*Exercise requirements:*
Update the stretch from the line containing "Could you please drop a point on the dark" through the end of the records, replacing "thickest" with "widest" and leaving everything else unchanged. Give back only that stretch.

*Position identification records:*

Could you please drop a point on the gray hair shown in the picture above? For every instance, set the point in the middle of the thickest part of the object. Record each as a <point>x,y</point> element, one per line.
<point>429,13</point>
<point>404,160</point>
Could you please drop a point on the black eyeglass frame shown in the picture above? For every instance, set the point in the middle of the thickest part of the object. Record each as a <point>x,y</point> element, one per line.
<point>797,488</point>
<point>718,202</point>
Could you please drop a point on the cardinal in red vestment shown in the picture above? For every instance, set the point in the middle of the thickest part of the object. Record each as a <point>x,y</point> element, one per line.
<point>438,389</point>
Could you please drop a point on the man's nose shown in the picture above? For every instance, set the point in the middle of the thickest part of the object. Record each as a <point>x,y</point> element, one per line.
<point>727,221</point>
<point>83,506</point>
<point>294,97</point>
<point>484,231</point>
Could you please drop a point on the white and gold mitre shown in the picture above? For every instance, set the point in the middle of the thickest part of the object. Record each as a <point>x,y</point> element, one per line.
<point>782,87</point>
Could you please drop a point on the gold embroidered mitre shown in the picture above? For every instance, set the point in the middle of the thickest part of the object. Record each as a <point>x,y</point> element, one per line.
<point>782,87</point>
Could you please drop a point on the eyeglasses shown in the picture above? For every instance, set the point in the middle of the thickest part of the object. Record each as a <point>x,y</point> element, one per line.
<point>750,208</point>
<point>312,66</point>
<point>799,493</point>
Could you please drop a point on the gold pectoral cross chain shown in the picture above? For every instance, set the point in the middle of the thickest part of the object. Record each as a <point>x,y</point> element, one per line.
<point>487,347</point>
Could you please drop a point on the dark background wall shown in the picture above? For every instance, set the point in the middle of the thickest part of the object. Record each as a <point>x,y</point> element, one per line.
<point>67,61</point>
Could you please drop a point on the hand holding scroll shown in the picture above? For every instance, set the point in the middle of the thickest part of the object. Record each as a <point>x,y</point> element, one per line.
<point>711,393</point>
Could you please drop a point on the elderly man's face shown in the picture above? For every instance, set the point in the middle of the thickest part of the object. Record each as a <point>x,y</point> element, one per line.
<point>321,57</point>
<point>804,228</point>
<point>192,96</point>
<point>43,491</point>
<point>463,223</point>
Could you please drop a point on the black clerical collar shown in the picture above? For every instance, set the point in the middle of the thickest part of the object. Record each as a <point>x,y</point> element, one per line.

*Written solution:*
Could you please drop a point on the dark background wall shown in the picture above? For every instance, set the point in the middle of the widest part of the object. Record each as a <point>x,y</point> element, one per line.
<point>67,61</point>
Could you please drop a point on the hand holding scroll shown in the picture above? For every instance, set the point in the middle of the widest part of the object. Record each as a <point>x,y</point> element, one per line.
<point>711,393</point>
Could you please drop a point on the elderly man's face shown in the picture above? For every instance, set the point in the middle of the widest part of the object. Record each as a <point>x,y</point> element, one per line.
<point>321,57</point>
<point>804,228</point>
<point>192,96</point>
<point>43,491</point>
<point>463,223</point>
Could you please drop a point on the black clerical collar shown in the picture above? For every instance, set the point in the middle of the widest part of the object. Record each as a <point>x,y</point> element, one per line.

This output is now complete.